======== Supplied text

On The Left - The Carter Columns
On The Left - The Carter Columns: Pulling together, not pulling us apart.
by Jordan Carter
I went to
Waiheke las Saturday, to a meeting at the Piritahi Marae
organised by
the Waiheke Branch of the Labour Party.
The key speaker was John Tamihere. It
was an immensely
upbeat and positive meeting, but it left me with an
overwhelming impression of my own inadequacy:
* I don't
know Maori, despite having lived here since I was ten years
old. How can someone grow up in a country and not know their
own heritage?
* I was and am totally ignorant of protocol
on a Marae.
* Trying to understand the problems Maori
face is a very difficult thing for
someone like me -
arguably a white leftie liberal - to do.
I raise this
meeting and my own feeling of silliness because one of the
most
frightening features of the election campaign so
far is ACT's beat-up on the
Treaty of Waitangi. ACT is
making a cynical play on the fears of middle New
Zealand
that the Treaty settlement process is out of control, is an
abuse and
must be stopped, now.
Let me be blunt. I
despise ACT for the racism underlying their proposals. They
have to be stopped. Quite apart from the rest of their
hard right agenda, this
on its own should be enough to
make anyone think twice about voting for them.
This column
is about the settlement process and the future of Maori
people in
this country. I don't make any claim to
perfection; I am not Maori and cannot
by definition ever
have a true understanding of the issues Maori face. I am
though a young New Zealander, and I hope I have as much
right to comment on
these issues as anyone else, though
I can understand others having a different
view.
It's
critical to the future of New Zealand that we acknowledge
one thing, here
and now. The hegemonic attempt to
impose "One New Zealand" needs to go. We
are not one
people. We never have been. And we never will be one
single
people.
More to the point: why on earth would
we want to pretend that we are? Strength
arises from
diversity. Maori, their culture, art, language and so on,
along
with the Pacific and Asian influences working
through our society, are what
makes us unique.
Rejection of assimilation doesn't mean cultures won't
mingle. What it does mean is a rejection of
assimilation on one party's terms,
which is the
underlying argument of ACT's message.
Why attempt to crush
our diversity under "One New Zealand" politics and
policies that take no account whatsoever of
reality?
Being kind, what one can say of this longstanding
project to assimilate and
destroy Maori culture is that
it hasn't worked. We have a situation where
every
single statistic points to a cycle - a worsening cycle - of
Maori
dependency, sickness, poverty and despair.
National's version of
mainstreaming,
"treat-everyone-the-same-irrespective-of-their-differences"
programmes has failed, and failed horribly. It hasn't
worked, it can't work,
it won't work, and it needs to
go.

================
======== Data listing

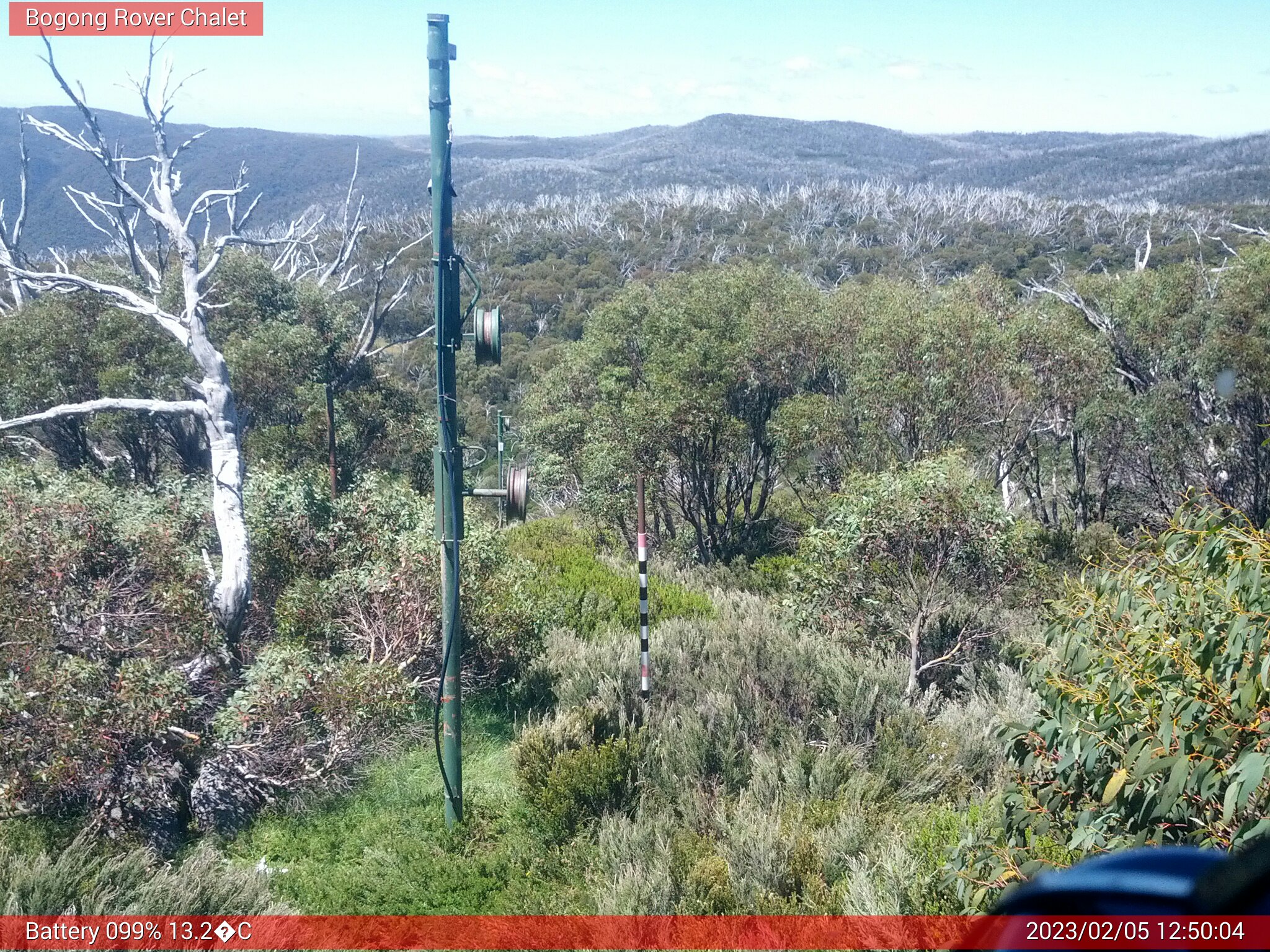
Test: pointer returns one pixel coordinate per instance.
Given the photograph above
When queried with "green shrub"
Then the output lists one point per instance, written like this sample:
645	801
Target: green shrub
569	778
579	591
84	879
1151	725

================
======== Data listing

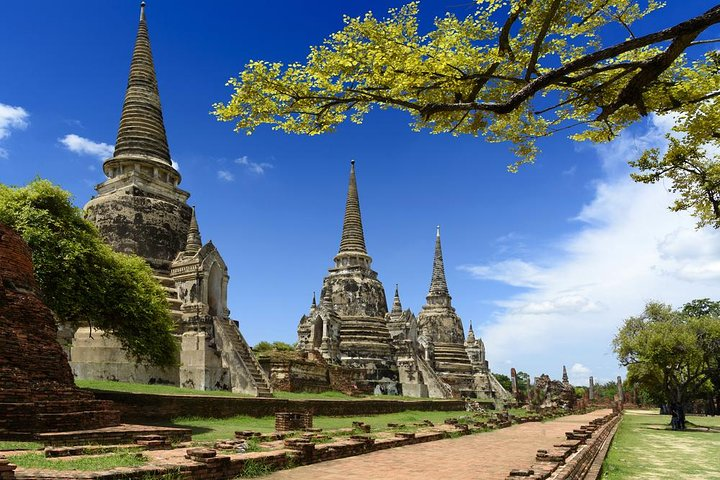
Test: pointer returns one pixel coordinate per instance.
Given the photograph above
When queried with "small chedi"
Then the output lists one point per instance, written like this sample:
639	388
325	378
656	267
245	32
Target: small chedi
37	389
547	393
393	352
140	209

================
======== Data listing

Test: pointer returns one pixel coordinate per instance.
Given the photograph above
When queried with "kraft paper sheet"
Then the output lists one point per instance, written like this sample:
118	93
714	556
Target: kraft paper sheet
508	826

================

*Instruction 1*.
Give again the passage of the column above between "The key speaker" and "liberal - to do.", inclusive.
*Instruction 2*.
According to the column above, every statistic points to a worsening cycle of four conditions for Maori. List them.

*Task result 1*.
The key speaker was John Tamihere. It
was an immensely
upbeat and positive meeting, but it left me with an
overwhelming impression of my own inadequacy:
* I don't
know Maori, despite having lived here since I was ten years
old. How can someone grow up in a country and not know their
own heritage?
* I was and am totally ignorant of protocol
on a Marae.
* Trying to understand the problems Maori
face is a very difficult thing for
someone like me -
arguably a white leftie liberal - to do.

*Task result 2*.
- dependency
- sickness
- poverty
- despair